▶ Exercise description: Copy each line of the data below exactly, leaving out pictures.

┄┄┄┄┄┄┄┄┄┄┄┄┄┄┄┄┄┄┄┄

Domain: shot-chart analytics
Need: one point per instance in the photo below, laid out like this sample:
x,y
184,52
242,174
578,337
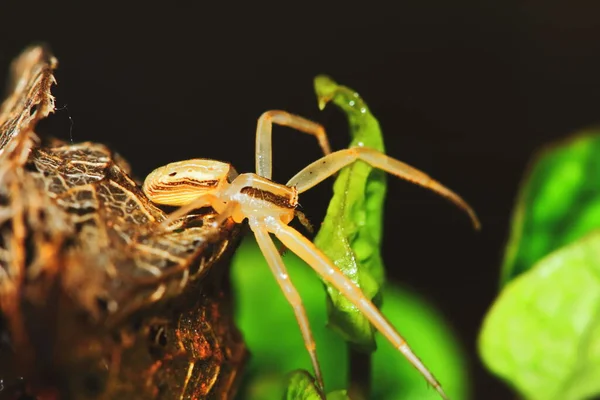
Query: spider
x,y
269,207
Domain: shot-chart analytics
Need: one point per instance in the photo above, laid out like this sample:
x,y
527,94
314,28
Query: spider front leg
x,y
267,247
319,262
264,154
327,166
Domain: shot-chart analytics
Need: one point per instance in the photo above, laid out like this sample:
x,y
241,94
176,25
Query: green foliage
x,y
273,337
351,237
351,231
302,386
559,203
542,335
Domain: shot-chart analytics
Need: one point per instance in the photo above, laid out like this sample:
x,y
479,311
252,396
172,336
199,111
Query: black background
x,y
464,90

┄┄┄┄┄┄┄┄┄┄┄┄┄┄┄┄┄┄┄┄

▶ Complete answer:
Domain: shot-chart analytics
Need: one point per instance in the photo below, laid out like this sample:
x,y
184,52
242,174
578,337
Query: spider
x,y
269,207
Domain: shot-chart analytics
Need: one point per instance in the photo above, laid out like this sample:
x,y
527,94
314,28
Query: spider front leg
x,y
267,247
319,262
264,154
327,166
Domain: shot-chart analytics
Need: one point per instance in the photo above, laid out like this sample:
x,y
241,94
176,25
Query: green foliage
x,y
273,337
351,237
351,231
302,386
559,203
542,335
Domain: shot-chart analytics
Need: one point per instance in the photo above, laid out like this sample:
x,y
479,311
252,396
172,336
199,111
Query: black background
x,y
464,90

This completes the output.